• _PAGE TEXT_
⁂
The use of personal data is governed by the following three principles: transparency, legitimate purpose, and proportionality. Transparency basically requires that the persons whose data are used have to give their consent for doing so and know what is used, when it is used and for what purpose. Legitimate purpose means that the data collected may only be used for the purpose the persons agreed to and not for any other purposes. Proportionality requires that only those data are collected and processed that are needed to perform the legitimate task and that these data are kept up to date and correct.
Now that we understand the notion of personal data a bit better let’s look at some solutions to the data protection problem when storing data in the cloud.
No Solution: The Safe Harbor Agreement
When introducing the directive, the European Commission understood that there has been a regular exchange of personal data between EU member states and third countries, in particular the US. Therefore the so-called Safe Harbor data privacy program was initiated. The program basically allows US companies to audit themselves to adhere to the EU data protection directive and self-certify this adherence. A couple of reviews initiated by the EU to state the quality of this self-certification process revealed that the quality of the certification is extremely poor. The last survey, performed in 2008, showed that out of the then up-to-date list of about 1,600 US companies claiming their compliance only as little as 3% were in fact compliant. So, we cannot rely on such a certificate.
⁂
• _DATA SUPPLIED_

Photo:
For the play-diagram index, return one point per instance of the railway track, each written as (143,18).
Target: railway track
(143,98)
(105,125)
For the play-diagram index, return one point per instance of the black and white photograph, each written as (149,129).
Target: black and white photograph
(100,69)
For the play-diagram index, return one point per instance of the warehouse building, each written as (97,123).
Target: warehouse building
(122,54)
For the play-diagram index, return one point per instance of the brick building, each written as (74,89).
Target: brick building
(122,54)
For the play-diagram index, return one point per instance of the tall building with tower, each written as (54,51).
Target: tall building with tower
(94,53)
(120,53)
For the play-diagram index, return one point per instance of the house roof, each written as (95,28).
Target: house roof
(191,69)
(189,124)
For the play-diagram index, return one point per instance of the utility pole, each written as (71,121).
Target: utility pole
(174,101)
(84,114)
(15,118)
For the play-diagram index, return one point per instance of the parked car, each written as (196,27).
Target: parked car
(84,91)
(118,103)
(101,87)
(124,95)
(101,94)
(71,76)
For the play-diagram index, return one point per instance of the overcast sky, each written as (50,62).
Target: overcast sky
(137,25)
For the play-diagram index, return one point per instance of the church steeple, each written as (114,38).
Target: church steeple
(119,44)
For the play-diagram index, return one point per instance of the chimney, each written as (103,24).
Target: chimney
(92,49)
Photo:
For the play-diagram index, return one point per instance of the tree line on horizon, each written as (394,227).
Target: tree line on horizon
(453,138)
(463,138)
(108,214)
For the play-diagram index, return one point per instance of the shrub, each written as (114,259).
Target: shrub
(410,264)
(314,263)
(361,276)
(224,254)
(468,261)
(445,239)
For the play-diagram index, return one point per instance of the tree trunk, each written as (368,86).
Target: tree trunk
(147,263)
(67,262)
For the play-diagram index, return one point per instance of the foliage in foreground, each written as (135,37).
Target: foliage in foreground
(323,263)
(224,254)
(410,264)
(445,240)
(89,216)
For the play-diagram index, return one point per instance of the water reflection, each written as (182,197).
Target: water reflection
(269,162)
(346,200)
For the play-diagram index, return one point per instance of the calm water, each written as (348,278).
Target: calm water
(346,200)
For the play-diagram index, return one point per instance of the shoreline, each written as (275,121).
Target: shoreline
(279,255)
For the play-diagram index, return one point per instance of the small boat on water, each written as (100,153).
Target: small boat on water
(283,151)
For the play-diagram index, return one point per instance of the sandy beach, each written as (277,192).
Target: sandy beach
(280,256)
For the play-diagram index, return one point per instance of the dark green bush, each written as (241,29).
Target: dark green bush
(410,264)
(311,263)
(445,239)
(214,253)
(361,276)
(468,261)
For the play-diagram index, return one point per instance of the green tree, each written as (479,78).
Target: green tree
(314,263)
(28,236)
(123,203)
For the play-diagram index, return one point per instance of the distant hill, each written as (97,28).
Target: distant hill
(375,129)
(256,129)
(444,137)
⁂
• _REQUIRED ACTIONS_
1. Restate word for word the part of the data protection passage from "No Solution: The" up to and including "such a certificate.".
2. According to the data protection passage, what share of the roughly 1,600 US companies claiming compliance were in fact compliant in the 2008 survey?
3. List the principles that the data protection passage says govern the use of personal data.

• _SOLUTIONS_
1.
No Solution: The Safe Harbor Agreement
When introducing the directive, the European Commission understood that there has been a regular exchange of personal data between EU member states and third countries, in particular the US. Therefore the so-called Safe Harbor data privacy program was initiated. The program basically allows US companies to audit themselves to adhere to the EU data protection directive and self-certify this adherence. A couple of reviews initiated by the EU to state the quality of this self-certification process revealed that the quality of the certification is extremely poor. The last survey, performed in 2008, showed that out of the then up-to-date list of about 1,600 US companies claiming their compliance only as little as 3% were in fact compliant. So, we cannot rely on such a certificate.

2. Only 3%.

3. Transparency, legitimate purpose, proportionality